• **Task to carry out**: Exactly as they appear, transcribe the entries and skip any pictures.

• **Dataset records**:
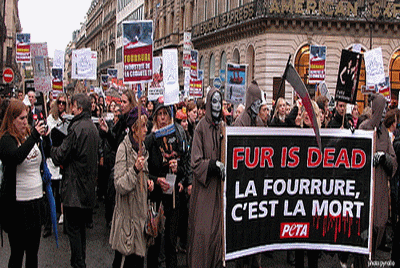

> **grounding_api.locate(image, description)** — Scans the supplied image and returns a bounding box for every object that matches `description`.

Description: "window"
[215,0,218,16]
[220,51,227,71]
[205,1,208,20]
[116,47,122,63]
[246,45,255,82]
[209,53,215,86]
[233,48,240,64]
[294,45,310,86]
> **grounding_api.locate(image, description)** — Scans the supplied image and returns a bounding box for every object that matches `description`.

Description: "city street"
[0,202,391,267]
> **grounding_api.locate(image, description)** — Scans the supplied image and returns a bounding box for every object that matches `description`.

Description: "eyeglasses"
[57,100,66,105]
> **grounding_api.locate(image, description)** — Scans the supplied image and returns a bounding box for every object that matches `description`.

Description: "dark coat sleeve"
[0,130,41,166]
[50,126,76,167]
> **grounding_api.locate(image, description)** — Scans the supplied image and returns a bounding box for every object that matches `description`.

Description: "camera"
[40,120,48,133]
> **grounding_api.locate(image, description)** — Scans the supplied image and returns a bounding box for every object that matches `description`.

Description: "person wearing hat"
[109,106,154,268]
[174,108,193,253]
[145,96,191,268]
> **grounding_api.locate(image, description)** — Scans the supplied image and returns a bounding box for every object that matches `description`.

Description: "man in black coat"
[51,93,100,268]
[327,100,353,129]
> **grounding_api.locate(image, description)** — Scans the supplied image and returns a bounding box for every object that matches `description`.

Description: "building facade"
[190,0,400,110]
[0,0,21,94]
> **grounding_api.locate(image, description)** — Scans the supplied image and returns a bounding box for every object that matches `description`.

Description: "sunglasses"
[57,100,66,105]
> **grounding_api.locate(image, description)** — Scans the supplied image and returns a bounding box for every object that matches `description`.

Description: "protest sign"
[190,50,198,79]
[149,56,164,101]
[30,43,48,58]
[189,78,202,98]
[225,63,247,104]
[309,45,326,84]
[33,55,51,93]
[123,20,153,83]
[335,50,362,104]
[183,32,192,69]
[71,49,97,80]
[377,77,391,102]
[52,68,63,98]
[107,68,118,78]
[224,127,373,260]
[163,49,179,105]
[16,33,31,63]
[53,50,65,69]
[364,47,385,87]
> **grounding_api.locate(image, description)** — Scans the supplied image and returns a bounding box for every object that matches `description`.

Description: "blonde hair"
[300,100,321,129]
[273,97,286,119]
[50,93,69,120]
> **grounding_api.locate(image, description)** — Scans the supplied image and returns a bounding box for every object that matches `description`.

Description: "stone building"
[0,0,22,94]
[189,0,400,109]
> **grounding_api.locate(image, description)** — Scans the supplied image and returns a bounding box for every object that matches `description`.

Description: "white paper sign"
[53,50,65,69]
[163,49,179,105]
[71,49,97,80]
[364,47,385,86]
[165,173,176,195]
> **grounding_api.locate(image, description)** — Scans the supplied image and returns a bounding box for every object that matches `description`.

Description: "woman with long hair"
[0,99,48,267]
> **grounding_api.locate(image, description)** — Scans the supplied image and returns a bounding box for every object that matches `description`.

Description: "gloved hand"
[216,160,225,181]
[373,151,386,167]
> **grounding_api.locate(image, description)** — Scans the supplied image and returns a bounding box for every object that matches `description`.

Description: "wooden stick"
[369,128,377,261]
[137,83,143,191]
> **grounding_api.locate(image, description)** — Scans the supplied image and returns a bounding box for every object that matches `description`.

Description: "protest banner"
[33,55,51,93]
[71,49,97,80]
[189,78,202,98]
[30,43,48,58]
[107,68,118,78]
[190,50,198,79]
[225,63,247,105]
[224,127,373,260]
[149,56,164,101]
[16,33,31,63]
[377,77,391,102]
[163,49,179,105]
[183,32,192,69]
[335,49,362,104]
[309,45,326,84]
[184,69,190,99]
[53,50,65,69]
[123,20,153,83]
[101,75,109,91]
[364,47,385,87]
[52,68,63,98]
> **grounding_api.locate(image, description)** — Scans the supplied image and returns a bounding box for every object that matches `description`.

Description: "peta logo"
[280,222,309,238]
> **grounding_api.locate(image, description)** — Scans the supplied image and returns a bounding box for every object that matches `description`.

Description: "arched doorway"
[389,50,400,108]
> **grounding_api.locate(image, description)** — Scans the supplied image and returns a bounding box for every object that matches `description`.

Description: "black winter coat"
[51,112,100,209]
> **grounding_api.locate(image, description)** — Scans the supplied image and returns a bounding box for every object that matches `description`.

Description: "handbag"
[144,201,165,246]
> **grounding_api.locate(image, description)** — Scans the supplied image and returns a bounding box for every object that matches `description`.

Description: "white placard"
[364,47,385,86]
[163,49,179,105]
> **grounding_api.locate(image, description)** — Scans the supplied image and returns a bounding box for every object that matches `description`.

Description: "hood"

• **Response for this exercise**:
> **grounding_api.locate(image, description)** — Scans the supplied image and returns a bounding box for every object that matches `description`.

Description: "window"
[215,0,218,16]
[220,51,227,71]
[205,1,208,20]
[116,47,122,63]
[246,45,255,82]
[209,53,215,86]
[233,48,240,64]
[294,45,310,86]
> **grounding_api.locate(image, description)** — Scans the supplied image and returns a bounding box for every object that matches `description`.

Description: "city street"
[0,202,391,267]
> **grounding_api.locate(image, description)** — Scans the supplied image and returns a bounding box for every object that matches `description`.

Description: "eyeglasses"
[57,100,66,105]
> **grounding_api.locate(image, description)** — Scans the supplied image and returns a bounding box for every object that matches `description`.

Description: "dark coat sleeve"
[0,130,41,166]
[50,126,76,167]
> **grounding_api.locate(image, description)** — Scans the supplied image and returns a bounding box for every object that matches `description`.

Description: "camera"
[40,120,48,133]
> **grounding_api.locate(image, description)** — Scans the supplied image and returns a bounding box for every object that matches `description`.

Description: "person wearing hat"
[109,106,154,268]
[174,108,193,253]
[145,96,191,268]
> **grounding_api.locate(image, description)** — Scans the supplied image and returns a bounding box for every object that matches `description`.

Description: "man in black coat"
[51,93,100,268]
[327,100,353,129]
> **grounding_api.locate(image, description)** — Scans the supplied image and returns a bounding box for every object that matches `description`.

Description: "building facade"
[190,0,400,110]
[0,0,21,94]
> **grounding_api.locate(image, description)** — Scans the supplied image and returns a bounding box for every object that matches `description`.

Description: "sunglasses"
[57,100,66,105]
> **grounding_api.locate(image, description)** — Scans the supplied image and returns a bounding box for every object that matches `description`.

Description: "protest sign"
[190,50,198,79]
[149,56,164,101]
[30,43,48,58]
[189,78,202,98]
[225,63,247,104]
[309,45,326,84]
[33,55,51,93]
[123,20,153,83]
[335,50,362,104]
[183,32,192,69]
[71,49,97,80]
[377,77,391,102]
[52,68,63,98]
[107,68,118,78]
[224,127,373,260]
[163,49,179,105]
[16,33,31,63]
[53,50,65,69]
[364,47,385,87]
> **grounding_api.locate(image, description)** — Scans the supplied image and returns a bounding box for every object that matches `description`.

Description: "blonde hair"
[300,100,321,129]
[273,97,286,119]
[50,93,69,120]
> **grounding_api.locate(image, description)** — Scans the supplied image and returns a bounding box for every object that matches `description`.

Description: "stone building"
[0,0,22,94]
[189,0,400,109]
> **grounding_api.locate(image, description)** — Scans the supplied image and returns a bounding box for every object that matches `description`.

Description: "white paper sign"
[53,50,65,69]
[163,49,179,105]
[71,49,97,80]
[364,47,385,86]
[165,173,176,195]
> **grounding_api.locate(image, description)** — Scans the supplied image and returns a bounding box for every object that matches `description`.

Description: "woman with long hair"
[0,99,48,267]
> **grounding_api.locate(image, description)** — Scans the supplied image and returns a bounding box for every object that matches `description`.

Description: "gloved hand"
[216,160,225,181]
[373,151,386,167]
> **grounding_api.locate(image, description)** — Scans the supplied image and returns a bounding box for every object that matches `description`.

Description: "wooden stick"
[369,128,377,261]
[137,83,143,191]
> **grounding_api.locate(image, description)** — Scans the supplied image and returns a bounding box for every object that matches `description`.

Description: "protest banner"
[33,55,51,93]
[71,49,97,80]
[189,78,202,98]
[30,43,48,58]
[107,68,118,78]
[190,50,198,79]
[225,63,247,105]
[224,127,373,260]
[149,56,164,101]
[16,33,31,63]
[377,77,391,102]
[163,49,179,105]
[183,32,192,69]
[335,49,362,104]
[309,45,326,84]
[184,69,190,99]
[53,50,65,69]
[123,20,153,83]
[101,75,109,91]
[364,47,385,87]
[52,68,63,98]
> **grounding_api.locate(image, description)** — Scans the supplied image and returns a bounding box for every object that matches `description`.

Description: "peta logo"
[280,222,309,238]
> **grounding_api.locate(image, description)** — Scans the supplied image and returns a bounding box for every object that matches `description`.

Description: "arched doorway"
[389,50,400,108]
> **grounding_api.locate(image, description)** — Scans the supplied image and returns a bounding box for every object that matches `description`.

Description: "black winter coat"
[51,112,100,209]
> **grounding_api.locate(image, description)** — Scans the supplied image and returns a bounding box for every object that matches `description`.

Description: "handbag"
[144,201,165,246]
> **grounding_api.locate(image, description)** — Scans the supplied image and returns a bounding box for every object that matches `description`.

Description: "white placard"
[364,47,385,86]
[163,49,179,105]
> **grounding_api.locate(image, description)** — Scans the supplied image and returns a bounding box for every object that matches `description`.

Description: "hood"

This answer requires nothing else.